═════ Extracted data ═════

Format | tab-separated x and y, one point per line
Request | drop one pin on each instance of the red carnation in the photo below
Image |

═════
═════ Extracted data ═════

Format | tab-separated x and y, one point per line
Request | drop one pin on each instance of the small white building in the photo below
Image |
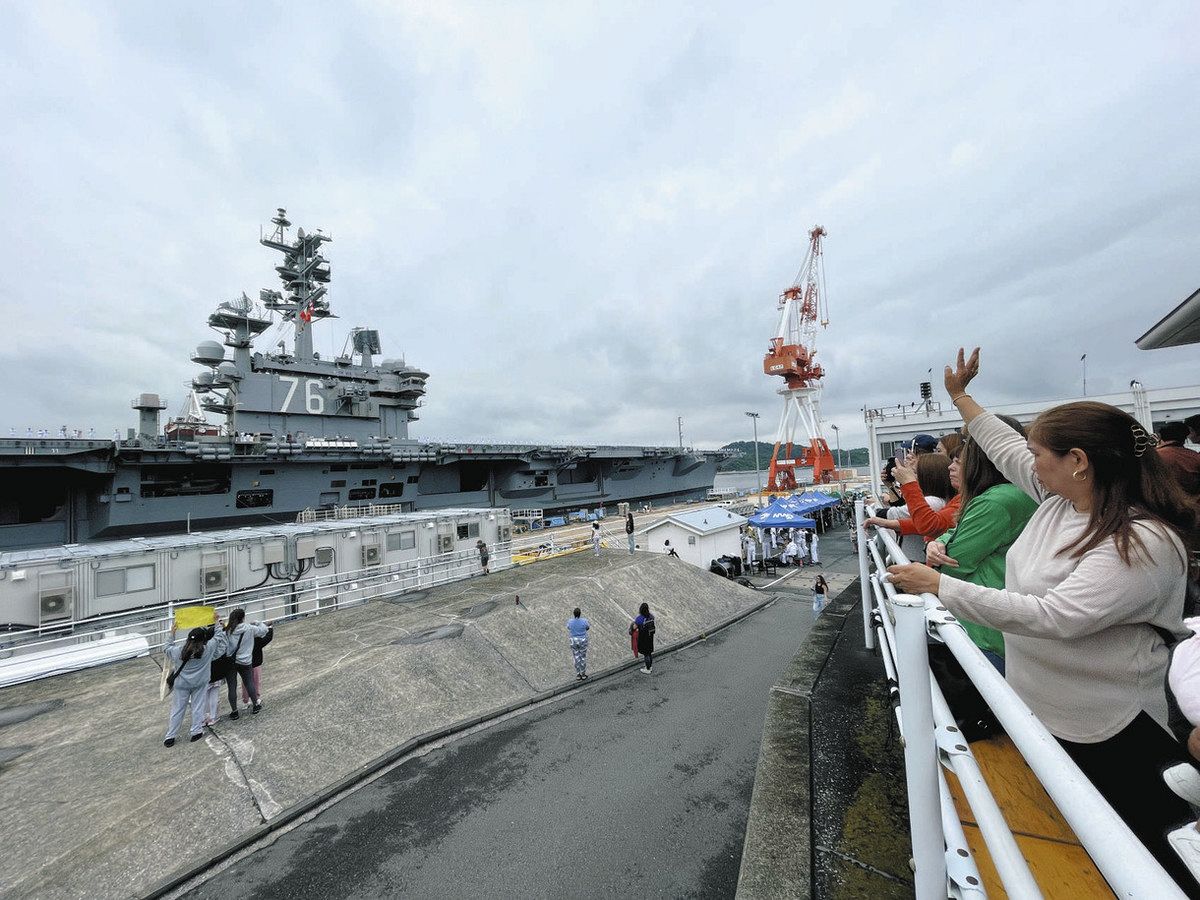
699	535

═════
═════ Extracted data ═════

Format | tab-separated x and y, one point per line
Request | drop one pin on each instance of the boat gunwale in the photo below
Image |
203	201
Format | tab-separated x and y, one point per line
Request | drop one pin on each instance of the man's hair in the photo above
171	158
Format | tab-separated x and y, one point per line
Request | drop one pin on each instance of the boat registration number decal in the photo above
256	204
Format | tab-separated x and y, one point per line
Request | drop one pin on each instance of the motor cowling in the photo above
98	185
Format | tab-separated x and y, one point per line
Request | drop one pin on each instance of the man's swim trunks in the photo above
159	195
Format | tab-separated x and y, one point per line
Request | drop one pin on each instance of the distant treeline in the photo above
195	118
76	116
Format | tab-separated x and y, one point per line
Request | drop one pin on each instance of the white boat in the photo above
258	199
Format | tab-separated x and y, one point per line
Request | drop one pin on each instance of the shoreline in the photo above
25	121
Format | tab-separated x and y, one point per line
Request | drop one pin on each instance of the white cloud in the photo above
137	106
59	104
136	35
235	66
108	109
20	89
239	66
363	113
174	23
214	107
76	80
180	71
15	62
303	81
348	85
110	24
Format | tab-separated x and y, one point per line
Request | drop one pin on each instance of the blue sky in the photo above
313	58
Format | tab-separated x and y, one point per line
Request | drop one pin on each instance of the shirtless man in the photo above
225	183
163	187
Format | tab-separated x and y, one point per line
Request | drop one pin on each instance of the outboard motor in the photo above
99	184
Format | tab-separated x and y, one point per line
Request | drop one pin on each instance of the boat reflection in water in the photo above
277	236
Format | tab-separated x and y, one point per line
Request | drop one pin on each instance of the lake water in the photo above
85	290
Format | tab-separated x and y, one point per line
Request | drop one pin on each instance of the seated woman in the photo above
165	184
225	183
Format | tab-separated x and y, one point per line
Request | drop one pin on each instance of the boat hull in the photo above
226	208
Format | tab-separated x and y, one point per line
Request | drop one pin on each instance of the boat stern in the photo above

═════

Task statement |
Report each line of the material in which the string "below" occurs.

Your response |
Request | drop one pin on each instance of the red carnation in the photo below
Request | drop one pin on each instance of the small white building in the photo below
Request | drop one pin on each instance of the boat gunwale in the photo below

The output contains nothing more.